Entries for bounding box labeling:
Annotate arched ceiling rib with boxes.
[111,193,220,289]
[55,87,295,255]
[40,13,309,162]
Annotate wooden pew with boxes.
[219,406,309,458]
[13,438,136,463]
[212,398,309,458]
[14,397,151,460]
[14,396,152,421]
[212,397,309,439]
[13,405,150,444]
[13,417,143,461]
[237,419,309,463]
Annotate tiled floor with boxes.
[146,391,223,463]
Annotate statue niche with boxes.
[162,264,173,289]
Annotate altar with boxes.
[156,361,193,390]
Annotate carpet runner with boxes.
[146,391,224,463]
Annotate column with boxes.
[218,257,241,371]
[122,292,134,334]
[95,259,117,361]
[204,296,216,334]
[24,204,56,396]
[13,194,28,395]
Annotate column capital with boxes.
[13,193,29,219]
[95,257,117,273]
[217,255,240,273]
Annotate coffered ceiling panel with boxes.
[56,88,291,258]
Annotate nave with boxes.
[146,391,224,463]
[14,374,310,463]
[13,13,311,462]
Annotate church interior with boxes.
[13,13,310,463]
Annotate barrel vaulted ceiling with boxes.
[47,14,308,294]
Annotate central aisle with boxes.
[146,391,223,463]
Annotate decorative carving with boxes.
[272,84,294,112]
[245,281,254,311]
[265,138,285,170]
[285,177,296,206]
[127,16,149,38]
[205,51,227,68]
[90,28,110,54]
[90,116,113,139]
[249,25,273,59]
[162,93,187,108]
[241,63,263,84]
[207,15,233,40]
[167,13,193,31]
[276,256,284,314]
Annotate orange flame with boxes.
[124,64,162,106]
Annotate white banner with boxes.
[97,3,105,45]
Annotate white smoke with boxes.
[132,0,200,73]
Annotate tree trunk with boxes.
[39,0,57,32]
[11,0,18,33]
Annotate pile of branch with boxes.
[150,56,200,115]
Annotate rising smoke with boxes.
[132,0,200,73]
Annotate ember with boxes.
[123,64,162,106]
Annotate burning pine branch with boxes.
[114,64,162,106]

• _Work instructions_
Reproduce the records in full, exactly as written.

• _Answer to the task_
Annotate arched ceiling rib with boxes.
[111,193,220,289]
[55,87,295,255]
[40,13,309,162]
Annotate wooden pew with boxes.
[219,406,309,458]
[13,438,136,463]
[212,398,309,458]
[14,397,151,460]
[14,396,152,421]
[212,397,309,439]
[13,405,150,444]
[13,417,143,461]
[237,419,309,463]
Annotate tiled floor with boxes.
[146,391,223,463]
Annotate statue niche with boxes.
[162,264,173,289]
Annotate altar with boxes.
[156,361,193,390]
Annotate carpet runner with boxes.
[146,391,224,463]
Annotate column with boxes.
[218,257,241,371]
[122,292,134,334]
[95,259,117,361]
[204,296,216,334]
[24,204,56,396]
[13,194,28,395]
Annotate column capital with boxes.
[13,193,29,219]
[95,257,117,273]
[217,255,240,273]
Annotate coffered ceiling panel with boxes.
[56,88,291,258]
Annotate nave with boxes.
[146,391,224,463]
[14,374,310,463]
[13,13,311,462]
Annotate church interior with boxes.
[13,13,310,463]
Annotate barrel vaulted ceiling with boxes.
[47,14,308,294]
Annotate central aisle with boxes.
[146,391,223,463]
Annotate decorative carving with boxes.
[272,84,294,112]
[245,281,254,311]
[265,138,285,170]
[285,177,296,206]
[127,16,149,38]
[205,51,227,68]
[90,28,110,54]
[90,116,113,139]
[249,25,273,59]
[162,93,187,108]
[241,63,263,84]
[207,15,233,40]
[167,13,193,31]
[276,256,284,314]
Annotate orange flame with boxes.
[124,64,162,106]
Annotate white banner with boxes.
[97,3,105,45]
Annotate white smoke with boxes.
[132,0,200,73]
Annotate tree trunk with boxes.
[39,0,57,32]
[11,0,18,33]
Annotate pile of branch with boxes.
[150,56,200,115]
Annotate rising smoke with boxes.
[132,0,200,73]
Annotate ember with boxes.
[123,64,162,106]
Annotate burning pine branch with boxes.
[114,64,162,106]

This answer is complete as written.